= Exercise prompt =
Retype each entry below exactly. Do not carry any image over.

Top of The records

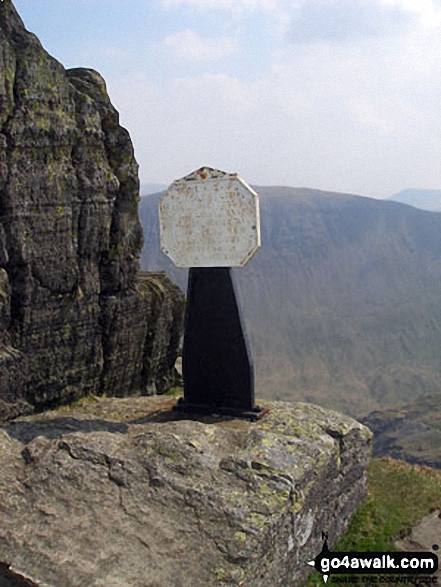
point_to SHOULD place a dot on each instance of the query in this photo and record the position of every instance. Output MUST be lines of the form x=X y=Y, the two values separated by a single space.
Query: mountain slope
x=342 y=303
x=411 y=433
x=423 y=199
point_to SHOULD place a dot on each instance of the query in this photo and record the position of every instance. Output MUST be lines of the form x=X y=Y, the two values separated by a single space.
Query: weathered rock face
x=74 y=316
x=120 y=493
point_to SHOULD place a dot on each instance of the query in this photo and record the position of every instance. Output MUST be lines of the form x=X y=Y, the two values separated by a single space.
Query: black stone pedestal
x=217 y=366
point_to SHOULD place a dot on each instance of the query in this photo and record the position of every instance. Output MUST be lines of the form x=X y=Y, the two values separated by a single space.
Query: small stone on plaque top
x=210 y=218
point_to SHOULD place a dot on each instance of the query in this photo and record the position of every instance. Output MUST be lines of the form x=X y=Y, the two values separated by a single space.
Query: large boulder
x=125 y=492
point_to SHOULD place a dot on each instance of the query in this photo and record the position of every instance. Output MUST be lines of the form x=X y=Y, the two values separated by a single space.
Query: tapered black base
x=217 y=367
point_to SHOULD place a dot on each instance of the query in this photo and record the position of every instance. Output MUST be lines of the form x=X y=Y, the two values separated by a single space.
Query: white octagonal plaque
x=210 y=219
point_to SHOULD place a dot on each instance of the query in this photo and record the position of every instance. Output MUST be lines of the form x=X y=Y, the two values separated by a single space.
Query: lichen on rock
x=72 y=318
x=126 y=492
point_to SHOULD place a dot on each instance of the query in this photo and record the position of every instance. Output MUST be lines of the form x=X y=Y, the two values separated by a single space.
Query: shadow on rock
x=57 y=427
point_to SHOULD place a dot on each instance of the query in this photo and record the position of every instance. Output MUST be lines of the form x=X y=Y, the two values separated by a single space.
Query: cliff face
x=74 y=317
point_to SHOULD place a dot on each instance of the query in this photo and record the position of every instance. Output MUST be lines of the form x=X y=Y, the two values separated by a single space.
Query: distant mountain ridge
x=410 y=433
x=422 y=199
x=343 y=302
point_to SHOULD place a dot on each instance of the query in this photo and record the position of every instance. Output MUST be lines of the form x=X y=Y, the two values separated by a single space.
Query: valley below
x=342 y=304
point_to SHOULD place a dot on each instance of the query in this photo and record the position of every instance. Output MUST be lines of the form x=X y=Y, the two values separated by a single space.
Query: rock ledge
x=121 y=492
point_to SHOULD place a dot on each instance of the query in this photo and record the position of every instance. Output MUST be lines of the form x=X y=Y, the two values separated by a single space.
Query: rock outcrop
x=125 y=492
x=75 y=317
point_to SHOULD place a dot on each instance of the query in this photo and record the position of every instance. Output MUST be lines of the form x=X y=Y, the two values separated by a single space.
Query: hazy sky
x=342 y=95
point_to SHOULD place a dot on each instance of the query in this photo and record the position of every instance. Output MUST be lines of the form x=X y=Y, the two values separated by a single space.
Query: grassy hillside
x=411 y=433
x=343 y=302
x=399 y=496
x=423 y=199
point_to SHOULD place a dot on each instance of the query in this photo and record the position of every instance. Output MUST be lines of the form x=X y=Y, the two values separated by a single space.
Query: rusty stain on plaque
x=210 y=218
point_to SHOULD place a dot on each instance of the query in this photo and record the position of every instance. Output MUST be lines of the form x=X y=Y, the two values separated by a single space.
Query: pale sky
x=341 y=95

Bottom of The records

= Solution below =
point_to SHOULD place a dot on each instance of the query in this photo and record the position of every instance. Output MUST be lines of the form x=X y=Y, the two values separated by a single space.
Query: mountain slope
x=342 y=303
x=411 y=433
x=423 y=199
point_to SHOULD place a dot on each instance of the query in this photo and record the position of every instance. Output MUST be lines of the form x=X y=Y, the two values separated by a single space.
Query: weathered rock face
x=74 y=316
x=120 y=493
point_to SHOULD place a dot on each instance of the query in this photo and record the position of every instance. Output MUST be lines of the form x=X y=Y, the two values separated by a single space.
Query: black stone pedestal
x=217 y=366
point_to SHOULD place a dot on each instance of the query in this photo and record the position of every instance. Output MUST be lines of the form x=X y=Y, the two values separated by a single space.
Query: small stone on plaque top
x=210 y=218
point_to SHOULD place a dot on each instance of the query in this photo and record the position of every instance. Output MUST be lines of the form x=X y=Y, the two values separated by a single space.
Query: large boulder
x=125 y=492
point_to SHOULD place a dot on each instance of the query in this photo and record the position of every instance. Output MUST be lines of the form x=X y=Y, the two values separated by a single space.
Query: tapered black base
x=217 y=367
point_to SHOULD place a dot on each instance of the query in this photo and record the position of every instance. Output MUST be lines of the form x=X y=Y, the two values separated by a single space.
Query: white octagonal plaque
x=210 y=219
point_to SHOULD place a dot on each instance of the query in this photo and record the position of every instance. Output MUST be lines of the form x=X y=Y, the two values separated by a single space.
Query: lichen on rock
x=72 y=318
x=126 y=492
point_to SHOULD place a dot on each instance of the query in this photo and record the position of every instance. Output MUST be lines of the form x=X y=Y, the two values separated by a single space.
Query: shadow on rock
x=57 y=427
point_to SHOULD place a dot on each instance of the query in this photo and record the position of every instance. Output MUST be lines of the form x=X y=Y, the two values separated by a single space.
Query: cliff face
x=74 y=317
point_to SHOULD place a dot on each instance of the query in this photo and record the position of every instance. Output MUST be lines of the form x=X y=Y, the two values separated by a single space.
Query: distant mountain ridge
x=410 y=433
x=422 y=199
x=343 y=302
point_to SHOULD place a dot on each instance of the query in this photo and record the position of every instance. Output MUST be lines of the form x=X y=Y, the two values separated by a single space.
Query: valley below
x=342 y=304
point_to SHOULD place a dot on each instance of the query in this photo and record the position of every instance. Output MUST be lines of the form x=X y=Y, the two values separated by a single space.
Query: rock ledge
x=121 y=492
point_to SHOULD place a dot on each instance of the query in this photo and record the position of every instance. Output MUST be lines of the form x=X y=Y, the two values separated by a single space.
Query: rock outcrop
x=125 y=492
x=75 y=317
point_to SHOULD place a dot on each instance of the query in this photo and record the position of every instance. Output MUST be lines of the form x=X y=Y, the two values separated by a single space.
Query: hazy sky
x=342 y=95
point_to SHOULD place a dot on each instance of the query in this photo and record the position of every instance. Output MUST be lines of the form x=X y=Y, the two values separated by a single space.
Query: grassy hillside
x=411 y=433
x=343 y=302
x=399 y=496
x=423 y=199
point_to SHOULD place a dot on each instance of the query in this photo and record the position of every instance. Output MUST be lines of the form x=X y=Y, the two values separated by a single space.
Query: rusty stain on plaque
x=210 y=218
point_to SHOULD place a dot on each instance of the query in this photo and record the position of every instance. Output MUST be lines of the form x=X y=Y, the two values separated by a single space.
Query: pale sky
x=341 y=95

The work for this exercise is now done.